## Task statement
Pick out every line of the items below that contains the string "negative", and copy each one in full.

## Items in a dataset

"""

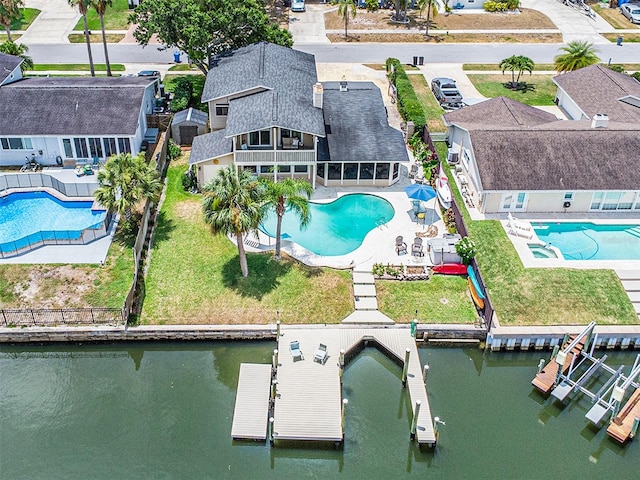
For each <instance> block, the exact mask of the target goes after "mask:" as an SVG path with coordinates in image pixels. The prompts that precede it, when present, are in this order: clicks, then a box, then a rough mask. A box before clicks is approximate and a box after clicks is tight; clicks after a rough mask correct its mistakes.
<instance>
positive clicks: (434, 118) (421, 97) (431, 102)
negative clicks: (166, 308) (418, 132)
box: [407, 75, 447, 132]
mask: <svg viewBox="0 0 640 480" xmlns="http://www.w3.org/2000/svg"><path fill="white" fill-rule="evenodd" d="M407 77H408V78H409V81H410V82H411V86H412V87H413V90H414V91H415V92H416V96H417V97H418V100H419V101H420V103H422V107H423V109H424V114H425V118H426V119H427V128H428V129H429V131H430V132H446V131H447V129H446V128H445V126H444V122H443V121H442V118H441V115H442V114H443V113H444V110H443V109H442V107H441V106H440V104H439V103H438V102H437V100H436V98H435V97H434V96H433V93H431V88H429V85H427V81H426V80H425V78H424V75H407Z"/></svg>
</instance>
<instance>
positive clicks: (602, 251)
mask: <svg viewBox="0 0 640 480" xmlns="http://www.w3.org/2000/svg"><path fill="white" fill-rule="evenodd" d="M531 225H532V226H533V229H534V230H535V232H536V235H537V236H538V238H539V239H540V241H542V242H545V243H548V244H551V245H553V246H554V247H556V248H558V249H559V250H560V252H562V255H563V256H564V258H565V260H640V225H632V224H629V225H604V224H595V223H590V222H587V223H577V222H539V223H534V222H532V223H531Z"/></svg>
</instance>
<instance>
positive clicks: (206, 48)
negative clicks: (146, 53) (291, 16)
mask: <svg viewBox="0 0 640 480" xmlns="http://www.w3.org/2000/svg"><path fill="white" fill-rule="evenodd" d="M130 20H131V22H133V23H135V24H137V25H138V27H137V28H136V30H135V32H134V37H135V38H136V40H137V41H138V42H139V43H140V44H141V45H145V46H146V45H148V44H149V41H150V40H151V37H152V35H154V34H155V35H157V37H158V39H159V40H160V41H161V42H162V43H163V44H165V45H166V46H167V47H168V48H177V49H179V50H181V51H182V52H184V53H186V54H187V55H188V56H189V60H190V61H191V62H192V63H194V64H195V65H196V66H197V67H198V68H199V69H200V70H201V71H202V72H203V73H205V74H206V73H207V72H208V71H209V65H210V64H211V60H212V58H213V57H215V56H216V55H218V54H221V53H223V52H225V51H228V50H231V49H235V48H239V47H243V46H246V45H250V44H252V43H255V42H258V41H267V42H271V43H275V44H278V45H282V46H285V47H290V46H292V45H293V40H292V37H291V34H290V33H289V31H287V30H284V29H281V28H280V27H279V26H278V25H277V24H276V23H275V22H274V21H272V20H271V19H270V18H269V16H268V14H267V11H266V8H265V5H264V3H263V2H262V0H154V1H152V2H150V1H147V2H141V3H140V5H139V6H137V7H136V8H135V10H134V13H133V14H132V15H131V17H130Z"/></svg>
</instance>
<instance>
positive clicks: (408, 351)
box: [402, 348, 411, 387]
mask: <svg viewBox="0 0 640 480" xmlns="http://www.w3.org/2000/svg"><path fill="white" fill-rule="evenodd" d="M410 355H411V350H409V349H408V348H407V349H406V350H405V351H404V366H403V367H402V386H403V387H406V386H407V372H408V371H409V356H410Z"/></svg>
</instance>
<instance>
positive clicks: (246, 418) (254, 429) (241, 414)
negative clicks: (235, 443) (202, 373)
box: [231, 363, 271, 440]
mask: <svg viewBox="0 0 640 480" xmlns="http://www.w3.org/2000/svg"><path fill="white" fill-rule="evenodd" d="M270 391H271V365H263V364H255V363H241V364H240V376H239V380H238V390H237V392H236V406H235V409H234V411H233V424H232V425H231V437H232V438H234V439H238V440H239V439H242V440H265V439H266V438H267V422H268V419H269V396H270Z"/></svg>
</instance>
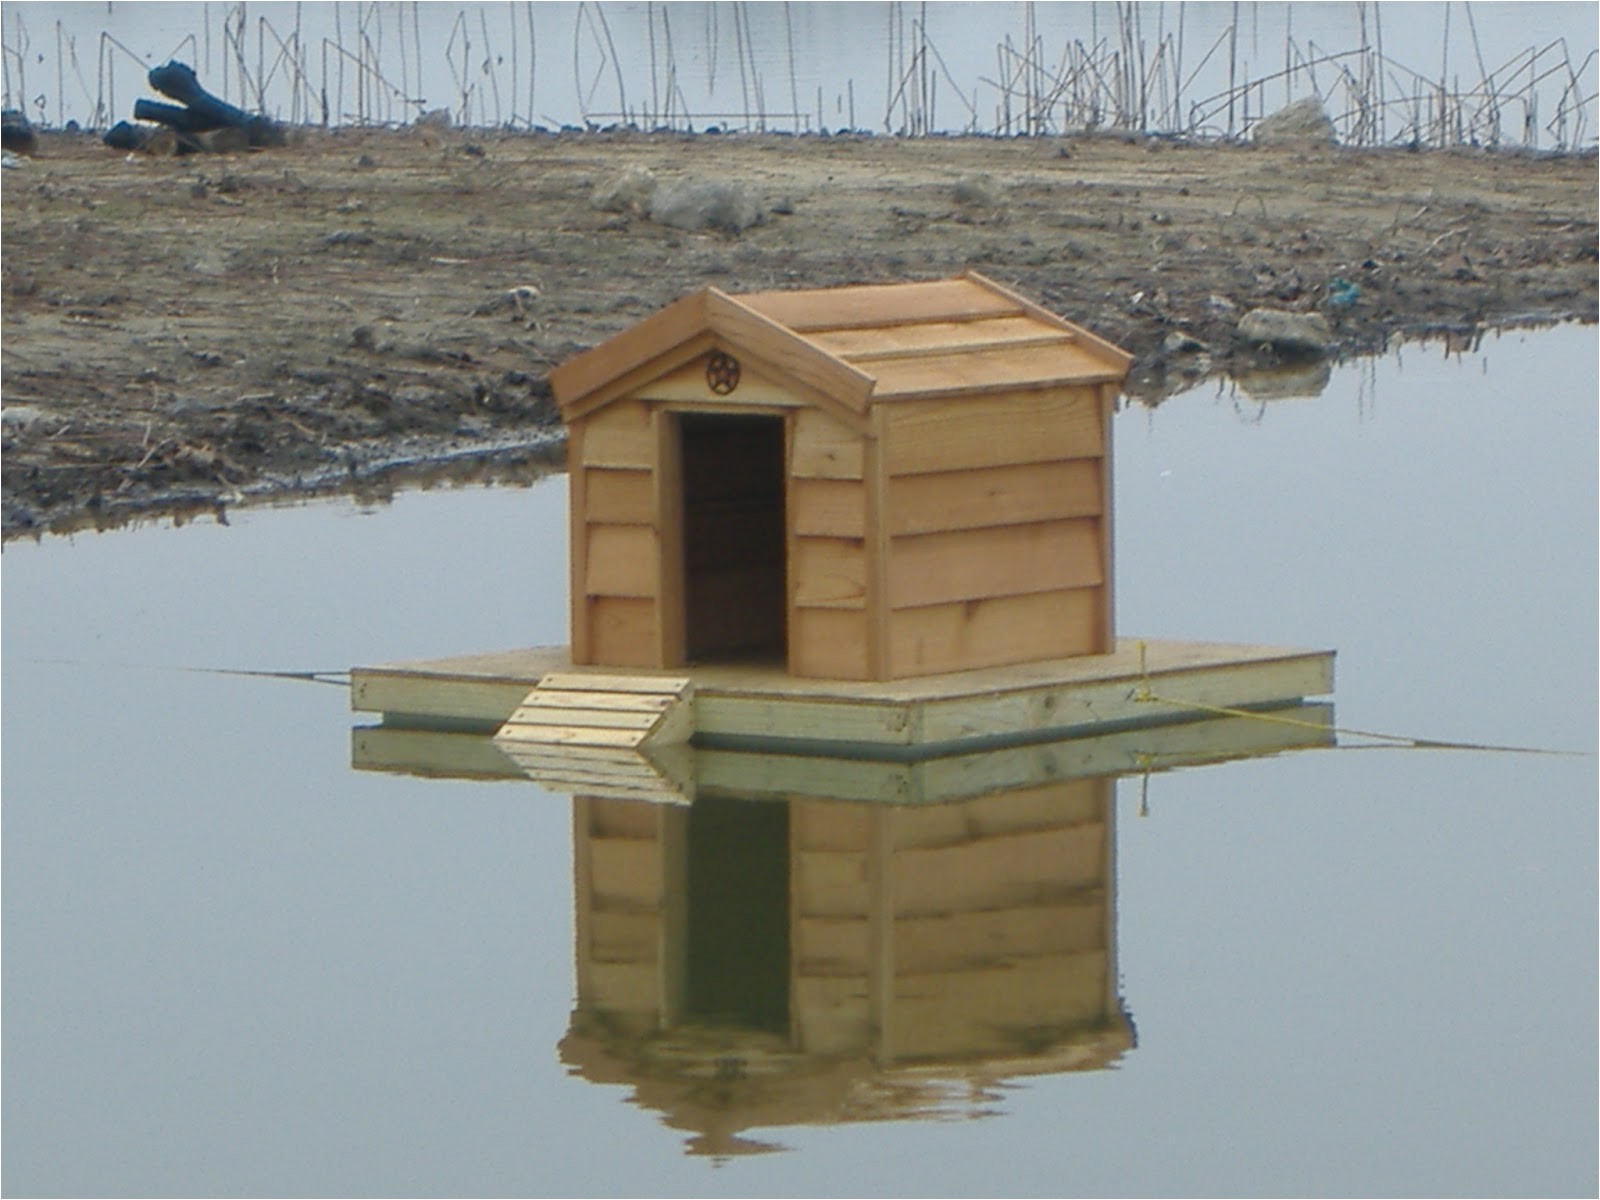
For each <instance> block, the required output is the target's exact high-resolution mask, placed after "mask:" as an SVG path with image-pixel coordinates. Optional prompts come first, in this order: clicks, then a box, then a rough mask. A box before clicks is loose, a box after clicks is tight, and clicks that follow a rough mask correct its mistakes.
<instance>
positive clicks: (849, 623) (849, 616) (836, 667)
mask: <svg viewBox="0 0 1600 1200" xmlns="http://www.w3.org/2000/svg"><path fill="white" fill-rule="evenodd" d="M789 672H790V674H792V675H798V677H800V678H840V680H864V678H867V622H866V610H859V608H858V610H848V608H795V610H794V616H792V621H790V629H789Z"/></svg>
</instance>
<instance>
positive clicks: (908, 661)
mask: <svg viewBox="0 0 1600 1200" xmlns="http://www.w3.org/2000/svg"><path fill="white" fill-rule="evenodd" d="M1098 592H1099V589H1093V587H1082V589H1074V590H1066V592H1037V594H1034V595H1010V597H990V598H987V600H971V602H957V603H949V605H930V606H926V608H907V610H901V611H898V613H890V643H888V656H890V658H888V662H890V672H888V674H890V678H909V677H915V675H938V674H941V672H946V670H968V669H971V667H998V666H1008V664H1013V662H1030V661H1035V659H1043V658H1067V656H1070V654H1096V653H1101V646H1099V645H1098V640H1096V629H1094V626H1093V619H1091V618H1093V614H1094V611H1096V610H1094V603H1096V595H1098Z"/></svg>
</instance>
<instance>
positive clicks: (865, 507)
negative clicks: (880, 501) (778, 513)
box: [789, 478, 867, 538]
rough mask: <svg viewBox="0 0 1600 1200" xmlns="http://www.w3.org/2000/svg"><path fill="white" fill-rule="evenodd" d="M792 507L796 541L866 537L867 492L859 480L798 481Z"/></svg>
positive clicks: (817, 478)
mask: <svg viewBox="0 0 1600 1200" xmlns="http://www.w3.org/2000/svg"><path fill="white" fill-rule="evenodd" d="M789 507H790V512H792V514H794V533H795V536H797V538H866V536H867V493H866V490H864V488H862V486H861V483H859V482H858V480H832V478H797V480H795V482H794V485H792V486H790V491H789Z"/></svg>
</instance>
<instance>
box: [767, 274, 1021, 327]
mask: <svg viewBox="0 0 1600 1200" xmlns="http://www.w3.org/2000/svg"><path fill="white" fill-rule="evenodd" d="M739 299H741V302H742V304H744V306H746V307H750V309H755V310H757V312H760V314H763V315H765V317H768V318H770V320H773V322H776V323H779V325H784V326H787V328H790V330H795V331H797V333H813V331H818V330H851V328H872V326H886V325H915V323H922V322H966V320H976V318H981V317H1002V315H1016V314H1018V312H1019V307H1018V304H1016V302H1014V301H1011V299H1008V298H1005V296H1000V294H997V293H995V291H992V290H989V288H984V286H981V285H979V283H974V282H971V280H963V278H947V280H933V282H928V283H869V285H859V286H846V288H818V290H810V291H758V293H749V294H744V296H741V298H739Z"/></svg>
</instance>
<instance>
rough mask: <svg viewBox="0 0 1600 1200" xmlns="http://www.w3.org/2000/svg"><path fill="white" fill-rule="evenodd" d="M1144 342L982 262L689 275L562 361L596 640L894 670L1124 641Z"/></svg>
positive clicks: (665, 666)
mask: <svg viewBox="0 0 1600 1200" xmlns="http://www.w3.org/2000/svg"><path fill="white" fill-rule="evenodd" d="M1128 363H1130V357H1128V354H1125V352H1123V350H1120V349H1117V347H1115V346H1112V344H1110V342H1107V341H1104V339H1101V338H1096V336H1094V334H1091V333H1090V331H1088V330H1083V328H1080V326H1077V325H1072V323H1070V322H1066V320H1061V318H1059V317H1056V315H1053V314H1050V312H1046V310H1045V309H1040V307H1038V306H1037V304H1032V302H1030V301H1027V299H1022V298H1021V296H1018V294H1016V293H1013V291H1008V290H1006V288H1002V286H998V285H997V283H992V282H989V280H986V278H982V277H981V275H973V274H968V275H963V277H962V278H954V280H939V282H934V283H904V285H885V286H854V288H824V290H816V291H763V293H754V294H746V296H728V294H725V293H722V291H717V290H715V288H706V290H702V291H698V293H694V294H693V296H686V298H685V299H682V301H678V302H677V304H672V306H670V307H667V309H664V310H661V312H659V314H656V315H654V317H650V318H646V320H643V322H640V323H638V325H635V326H634V328H630V330H627V331H624V333H622V334H619V336H616V338H611V339H610V341H606V342H603V344H600V346H597V347H594V349H592V350H589V352H587V354H582V355H579V357H576V358H573V360H571V362H568V363H565V365H562V366H558V368H557V370H555V371H554V373H552V374H550V384H552V387H554V390H555V398H557V403H558V405H560V410H562V416H563V419H565V421H566V426H568V429H570V446H568V470H570V472H571V520H573V534H571V536H573V547H574V552H573V562H571V573H573V576H571V597H573V662H576V664H584V666H603V667H627V669H635V667H645V669H651V667H656V669H667V667H683V666H688V664H694V662H707V661H730V659H757V661H776V662H782V664H784V666H786V669H787V672H789V674H790V675H797V677H803V678H842V680H893V678H907V677H914V675H931V674H941V672H950V670H968V669H971V667H994V666H1005V664H1011V662H1032V661H1038V659H1051V658H1062V656H1069V654H1096V653H1104V651H1107V650H1110V646H1112V642H1114V630H1112V598H1110V579H1112V562H1110V560H1112V539H1110V414H1112V405H1114V400H1115V395H1117V392H1118V389H1120V386H1122V381H1123V378H1125V376H1126V373H1128Z"/></svg>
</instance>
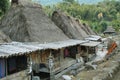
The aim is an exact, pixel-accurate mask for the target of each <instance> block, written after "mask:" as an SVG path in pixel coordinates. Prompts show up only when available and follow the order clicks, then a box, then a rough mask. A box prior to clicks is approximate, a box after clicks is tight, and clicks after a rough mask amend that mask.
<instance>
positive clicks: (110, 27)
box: [104, 26, 116, 33]
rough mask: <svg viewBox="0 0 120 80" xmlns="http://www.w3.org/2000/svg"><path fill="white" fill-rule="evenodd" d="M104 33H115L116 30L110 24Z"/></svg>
mask: <svg viewBox="0 0 120 80" xmlns="http://www.w3.org/2000/svg"><path fill="white" fill-rule="evenodd" d="M104 33H116V32H115V29H114V28H113V27H112V26H108V27H107V29H106V30H105V31H104Z"/></svg>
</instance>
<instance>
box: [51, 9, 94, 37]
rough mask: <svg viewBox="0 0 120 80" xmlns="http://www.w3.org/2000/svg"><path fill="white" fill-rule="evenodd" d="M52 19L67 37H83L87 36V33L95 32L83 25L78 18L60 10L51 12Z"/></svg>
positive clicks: (84, 24) (54, 22)
mask: <svg viewBox="0 0 120 80" xmlns="http://www.w3.org/2000/svg"><path fill="white" fill-rule="evenodd" d="M52 20H53V21H54V23H55V24H56V25H57V26H58V27H59V28H61V29H62V30H63V32H64V33H65V34H66V35H67V36H68V37H69V38H73V39H83V38H85V37H88V35H92V34H95V33H94V32H93V31H92V30H91V29H90V28H89V27H88V26H87V25H86V24H84V25H83V24H81V23H80V22H79V20H76V19H74V18H73V17H70V16H67V15H66V14H64V13H62V12H60V11H54V12H53V14H52Z"/></svg>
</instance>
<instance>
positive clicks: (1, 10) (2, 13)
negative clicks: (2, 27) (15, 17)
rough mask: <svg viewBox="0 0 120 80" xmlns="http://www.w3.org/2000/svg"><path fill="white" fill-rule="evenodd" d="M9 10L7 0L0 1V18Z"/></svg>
mask: <svg viewBox="0 0 120 80" xmlns="http://www.w3.org/2000/svg"><path fill="white" fill-rule="evenodd" d="M8 8H9V0H0V16H2V15H3V14H4V13H5V12H6V11H7V10H8Z"/></svg>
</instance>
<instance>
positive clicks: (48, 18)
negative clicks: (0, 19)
mask: <svg viewBox="0 0 120 80" xmlns="http://www.w3.org/2000/svg"><path fill="white" fill-rule="evenodd" d="M0 29H1V30H3V32H4V33H5V34H6V35H8V36H9V37H10V38H11V39H12V40H13V41H20V42H31V41H32V42H40V43H44V42H54V41H61V40H66V39H68V37H67V36H66V35H65V34H64V33H63V32H62V30H61V29H59V28H58V27H57V26H56V25H55V24H54V23H53V22H52V21H51V20H50V19H49V18H48V17H47V16H46V15H45V13H44V12H43V10H42V7H41V6H40V5H39V4H35V3H32V2H30V1H28V0H19V4H18V5H15V4H14V5H12V6H11V8H10V10H9V11H8V13H7V14H6V15H5V16H4V18H3V19H2V21H1V26H0Z"/></svg>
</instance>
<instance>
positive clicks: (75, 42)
mask: <svg viewBox="0 0 120 80" xmlns="http://www.w3.org/2000/svg"><path fill="white" fill-rule="evenodd" d="M84 42H86V41H82V40H71V39H70V40H66V41H58V42H53V43H46V44H39V43H21V42H12V43H7V44H0V57H8V56H11V55H22V54H26V53H30V52H33V51H36V50H42V49H60V48H63V47H68V46H74V45H77V44H81V43H84Z"/></svg>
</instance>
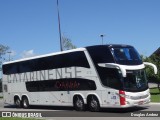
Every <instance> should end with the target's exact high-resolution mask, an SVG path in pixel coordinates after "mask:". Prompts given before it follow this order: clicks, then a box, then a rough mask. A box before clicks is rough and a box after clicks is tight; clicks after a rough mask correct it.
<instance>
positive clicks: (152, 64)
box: [143, 62, 158, 74]
mask: <svg viewBox="0 0 160 120" xmlns="http://www.w3.org/2000/svg"><path fill="white" fill-rule="evenodd" d="M143 63H144V65H145V66H146V65H147V66H151V67H153V70H154V74H157V72H158V70H157V66H156V65H154V64H153V63H149V62H143Z"/></svg>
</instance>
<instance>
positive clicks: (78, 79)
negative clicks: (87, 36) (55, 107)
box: [3, 45, 157, 111]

"""

## Output below
negative clicks: (166, 308) (418, 132)
negative clicks: (146, 53) (291, 16)
negative clicks: (235, 443) (202, 373)
negative clicks: (880, 501) (778, 513)
negative clicks: (2, 27) (15, 17)
negative clicks: (0, 19)
negative clicks: (87, 36) (55, 107)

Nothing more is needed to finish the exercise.